TEXT FOR ANALYSIS:
Trade buyers have made up a sizable portion of purchasers in the healthcare market in 2019. 58% of the trade purchases that have been made were in the care services and dentistry sub-sectors emphasizing the consolidation that is taking place in those fragmented sub-sectors.
Education 2019 M&A Round-up
AH research recorded 111 M&A transactions in 2019, a substantial increase on the 71 transactions recorded in 2018. The increase can largely be attributed to the growth in Nursery M&A activity in 2019, with the training and technology sub-sectors also showing high levels of growth as per AH research. Activity in the schools/colleges and other sub-sectors decreased slightly in 2019 as investor attention shifted to the fragmented, higher growth sub-sectors.

INFORMATION GIVEN:
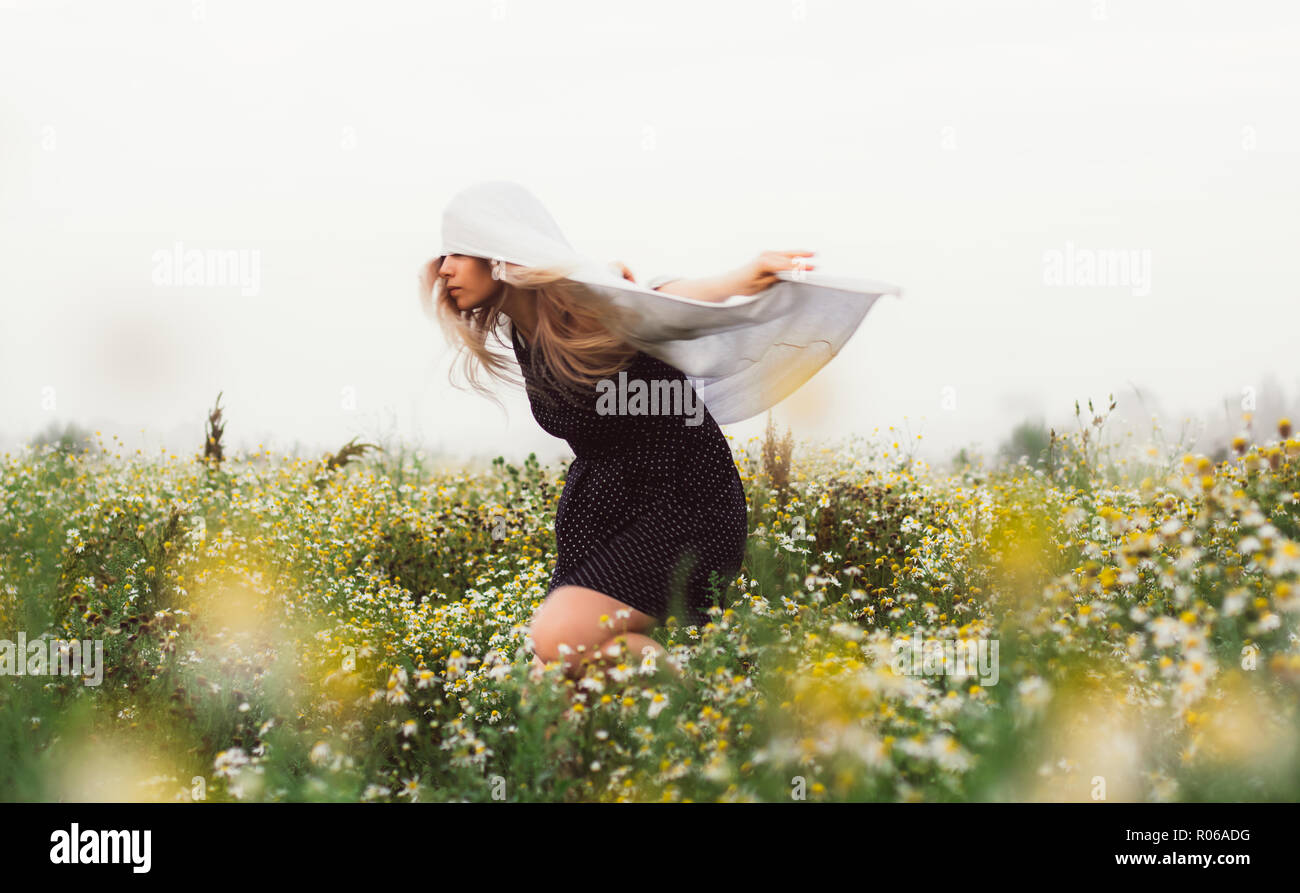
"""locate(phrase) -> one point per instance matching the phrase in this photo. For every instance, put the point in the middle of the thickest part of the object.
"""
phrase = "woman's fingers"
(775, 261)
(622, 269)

* * *

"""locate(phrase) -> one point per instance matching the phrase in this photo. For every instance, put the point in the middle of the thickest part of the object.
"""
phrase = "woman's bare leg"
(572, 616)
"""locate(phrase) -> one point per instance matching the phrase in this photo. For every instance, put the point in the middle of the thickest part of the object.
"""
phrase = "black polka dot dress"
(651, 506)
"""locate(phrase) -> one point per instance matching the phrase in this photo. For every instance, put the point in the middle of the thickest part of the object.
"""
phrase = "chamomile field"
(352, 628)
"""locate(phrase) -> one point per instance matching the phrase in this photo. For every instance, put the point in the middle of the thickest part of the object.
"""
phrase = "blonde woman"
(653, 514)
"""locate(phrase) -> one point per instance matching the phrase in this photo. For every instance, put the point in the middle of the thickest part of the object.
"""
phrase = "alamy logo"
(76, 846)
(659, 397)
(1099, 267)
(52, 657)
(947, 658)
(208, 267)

EXERCISE INSTRUCTIONS:
- a) Edit the part of the 2019 M&A round-up that opens with the words containing "Education 2019 M&A" and closes with "higher growth sub-sectors.", replacing "Nursery" with "Childcare".
- b) According to the 2019 M&A round-up, how many M&A transactions did AH research record in the education sector in 2019?
- c) Continue the 2019 M&A round-up from where it stops.
The rows are not needed for anything here.

RESULTS IN ORDER:
- a)
Education 2019 M&A Round-up
AH research recorded 111 M&A transactions in 2019, a substantial increase on the 71 transactions recorded in 2018. The increase can largely be attributed to the growth in Childcare M&A activity in 2019, with the training and technology sub-sectors also showing high levels of growth as per AH research. Activity in the schools/colleges and other sub-sectors decreased slightly in 2019 as investor attention shifted to the fragmented, higher growth sub-sectors.

- b) 111

- c)
With 32 transactions in the 2019 year, nurseries attracted the most M&A activity. Busy Bees, which operates over 360 sites across the UK and has over 35 years experience in the sector, picked up where they left off in 2018 with a further 4 transactions in 2019. Just Childcare, the 65-year-old childcare provider, made 3 acquisitions in 2019 to add to the 33 nurseries it ran at the end of 2018. 25 different purchasers identified by AH research in 2019 indicates the extent of how fragmented the nursery sector remains in the UK. Christie and Co’s Childcare Business Outlook for 2019 estimated that 80% of nursery settings were independently operated indicating that the nursery sector theme of consolidation will continue into 2020.
Laing Busson reported that the average number of settings per nursery was c.44 in the UK. The age of the traditional independently run lower setting nurseries is under threat with larger trade players building nurseries with a capacity many multiples higher than that of their traditional counterparts. The Early Learning Village at Lorong Chuan is greater that 50,000 square meters and has capacity for c.2,100 children which could be indicative of the future of nurseries in large urban areas.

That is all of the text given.